» **Problem description**: Write every line of the records below as a JSON list of strings, one string per line, skipping blank lines. Omit the pictures.

··· Material for the task

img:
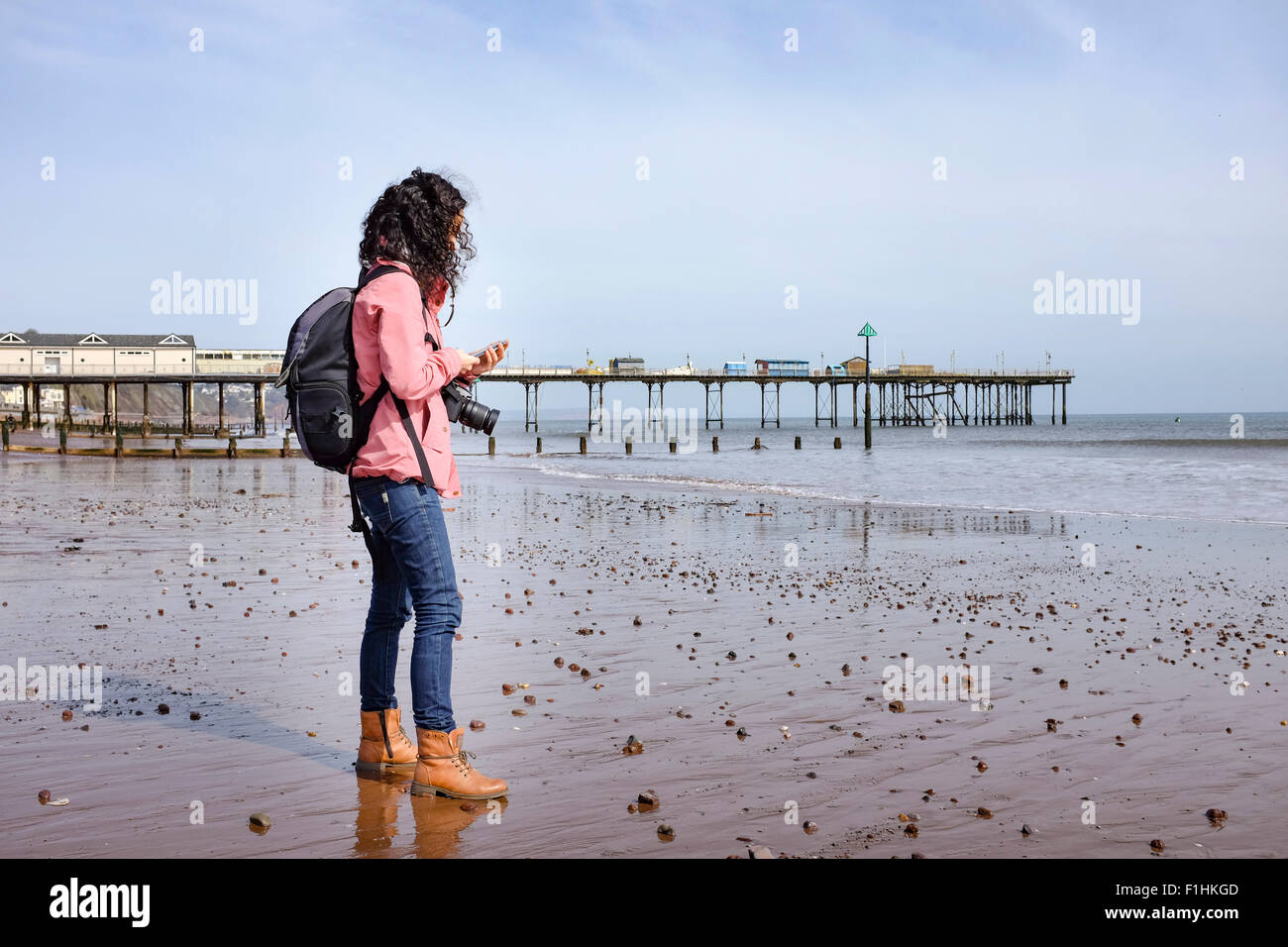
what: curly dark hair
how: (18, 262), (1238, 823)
(358, 167), (474, 325)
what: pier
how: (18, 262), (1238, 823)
(478, 366), (1073, 430)
(0, 366), (1074, 437)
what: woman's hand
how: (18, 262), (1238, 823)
(469, 340), (510, 374)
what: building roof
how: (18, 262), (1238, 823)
(0, 329), (197, 348)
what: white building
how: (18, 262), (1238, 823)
(0, 330), (197, 381)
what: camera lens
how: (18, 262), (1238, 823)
(460, 399), (501, 434)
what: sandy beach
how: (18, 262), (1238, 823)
(0, 455), (1288, 858)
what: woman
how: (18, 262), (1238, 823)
(352, 167), (506, 798)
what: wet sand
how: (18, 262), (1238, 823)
(0, 455), (1288, 858)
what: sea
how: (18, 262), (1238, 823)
(452, 412), (1288, 526)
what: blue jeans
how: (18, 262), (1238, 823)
(355, 476), (461, 733)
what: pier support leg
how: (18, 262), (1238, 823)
(523, 381), (541, 430)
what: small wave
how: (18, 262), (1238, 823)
(512, 463), (1288, 526)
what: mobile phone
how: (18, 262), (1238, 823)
(471, 339), (510, 359)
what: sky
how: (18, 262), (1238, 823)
(0, 0), (1288, 416)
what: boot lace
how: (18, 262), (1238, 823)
(452, 747), (478, 776)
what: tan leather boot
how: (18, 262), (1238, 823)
(357, 707), (416, 770)
(411, 727), (509, 798)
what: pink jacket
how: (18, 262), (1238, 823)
(353, 259), (473, 497)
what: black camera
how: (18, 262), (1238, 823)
(442, 381), (501, 434)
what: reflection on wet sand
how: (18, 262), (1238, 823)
(353, 770), (509, 858)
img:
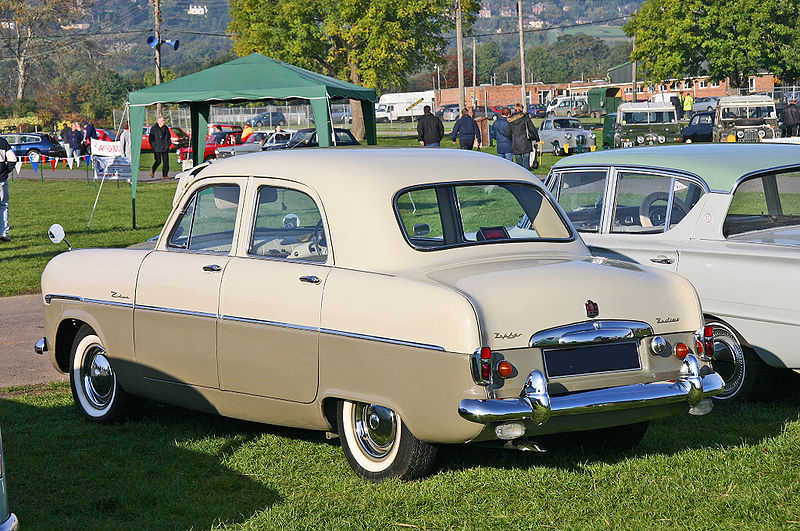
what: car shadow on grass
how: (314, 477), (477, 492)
(0, 396), (282, 529)
(434, 371), (800, 473)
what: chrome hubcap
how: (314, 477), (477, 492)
(81, 345), (116, 409)
(353, 403), (397, 460)
(711, 326), (745, 398)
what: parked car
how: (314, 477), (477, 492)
(692, 96), (719, 114)
(681, 112), (714, 144)
(0, 133), (67, 162)
(142, 126), (191, 152)
(36, 149), (722, 480)
(0, 426), (19, 531)
(614, 101), (681, 148)
(539, 118), (596, 157)
(214, 129), (296, 159)
(178, 131), (242, 162)
(528, 103), (547, 118)
(250, 111), (286, 127)
(547, 144), (800, 399)
(713, 96), (781, 142)
(264, 127), (361, 151)
(434, 103), (459, 122)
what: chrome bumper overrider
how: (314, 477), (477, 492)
(458, 354), (725, 425)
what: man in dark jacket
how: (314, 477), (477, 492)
(489, 107), (514, 161)
(0, 136), (17, 242)
(417, 105), (444, 147)
(450, 107), (481, 149)
(149, 116), (172, 179)
(781, 98), (800, 136)
(506, 103), (539, 169)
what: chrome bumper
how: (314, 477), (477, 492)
(458, 354), (725, 425)
(33, 337), (47, 354)
(0, 513), (19, 531)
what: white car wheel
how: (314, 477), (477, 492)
(337, 400), (436, 481)
(69, 325), (129, 422)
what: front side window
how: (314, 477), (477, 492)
(247, 186), (328, 262)
(554, 170), (607, 232)
(722, 170), (800, 237)
(167, 185), (239, 253)
(395, 182), (572, 249)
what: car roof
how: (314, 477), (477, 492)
(553, 142), (800, 193)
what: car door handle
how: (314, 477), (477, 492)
(650, 254), (675, 264)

······

» **Reply**:
[
  "img:",
  "what: curly dark hair",
  "how: (18, 262), (1238, 823)",
  "(358, 167), (474, 325)",
  "what: pier",
  "how: (18, 262), (1238, 823)",
  "(478, 366), (1073, 430)",
  "(0, 366), (1074, 437)",
  "what: woman's hand",
  "how: (18, 262), (1238, 823)",
  "(469, 340), (510, 374)",
  "what: building roof",
  "how: (18, 262), (1238, 823)",
  "(0, 329), (197, 348)",
  "what: white building",
  "how: (18, 262), (1238, 823)",
  "(0, 330), (197, 381)",
  "what: camera lens",
  "how: (18, 262), (1238, 823)",
  "(460, 399), (501, 434)",
  "what: sandy beach",
  "how: (18, 262), (1238, 823)",
  "(0, 455), (1288, 858)",
  "what: woman",
  "how: (18, 262), (1238, 823)",
  "(352, 167), (506, 798)",
  "what: wet sand",
  "how: (18, 262), (1238, 823)",
  "(0, 455), (1288, 858)",
  "what: sea",
  "how: (18, 262), (1238, 823)",
  "(452, 412), (1288, 526)",
  "what: blue jeans",
  "how: (18, 262), (1238, 823)",
  "(355, 476), (461, 733)",
  "what: pier support leg",
  "how: (18, 262), (1238, 823)",
  "(523, 381), (541, 430)",
  "what: small wave",
  "how: (18, 262), (1238, 823)",
  "(512, 463), (1288, 526)",
  "what: mobile phone",
  "how: (18, 262), (1238, 823)",
  "(471, 339), (510, 359)",
  "what: sky",
  "how: (18, 262), (1238, 823)",
  "(0, 0), (1288, 416)",
  "what: boot lace",
  "how: (18, 262), (1238, 823)",
  "(452, 747), (478, 776)",
  "what: tan leather boot",
  "how: (18, 262), (1238, 823)",
  "(357, 707), (416, 770)",
  "(411, 727), (509, 798)",
  "what: pink jacket",
  "how: (18, 262), (1238, 823)",
  "(353, 259), (473, 497)",
  "what: black camera",
  "how: (18, 262), (1238, 823)",
  "(442, 381), (501, 434)",
  "what: reflection on wet sand",
  "how: (18, 262), (1238, 823)",
  "(353, 770), (509, 858)",
  "img:",
  "what: car shadow on grass",
  "how: (314, 477), (477, 492)",
  "(0, 396), (282, 529)",
  "(434, 371), (800, 473)",
  "what: chrome hubcap",
  "how: (314, 477), (477, 492)",
  "(81, 345), (116, 409)",
  "(353, 403), (397, 460)",
  "(711, 326), (745, 398)",
  "what: parked car",
  "how: (314, 477), (477, 492)",
  "(692, 96), (719, 114)",
  "(681, 112), (714, 144)",
  "(0, 133), (67, 162)",
  "(142, 126), (191, 152)",
  "(36, 149), (722, 480)",
  "(0, 426), (19, 531)",
  "(614, 101), (681, 148)",
  "(539, 118), (596, 157)",
  "(214, 129), (296, 159)",
  "(178, 131), (242, 162)",
  "(528, 103), (547, 118)",
  "(250, 111), (286, 127)",
  "(547, 144), (800, 399)",
  "(713, 96), (781, 142)",
  "(264, 127), (361, 151)",
  "(434, 103), (459, 122)",
  "what: chrome bumper overrider",
  "how: (314, 477), (477, 492)",
  "(458, 354), (725, 425)",
  "what: man in dark jacket",
  "how: (314, 477), (477, 492)",
  "(489, 107), (514, 161)",
  "(0, 136), (17, 242)",
  "(417, 105), (444, 147)",
  "(450, 107), (481, 149)",
  "(149, 116), (172, 179)",
  "(781, 98), (800, 136)",
  "(506, 103), (539, 169)",
  "what: chrome bumper",
  "how: (314, 477), (477, 492)",
  "(458, 354), (725, 425)",
  "(33, 337), (47, 354)",
  "(0, 513), (19, 531)",
  "what: white car wheel",
  "how: (314, 477), (477, 492)",
  "(337, 400), (436, 481)",
  "(69, 325), (129, 422)",
  "what: front side window",
  "how: (314, 477), (477, 492)",
  "(247, 186), (328, 262)",
  "(554, 170), (607, 232)",
  "(722, 170), (800, 237)",
  "(167, 185), (239, 253)",
  "(395, 182), (572, 249)",
  "what: car roof",
  "how: (314, 477), (477, 492)",
  "(553, 142), (800, 193)",
  "what: car door handle",
  "how: (314, 477), (477, 492)",
  "(650, 254), (675, 264)"
]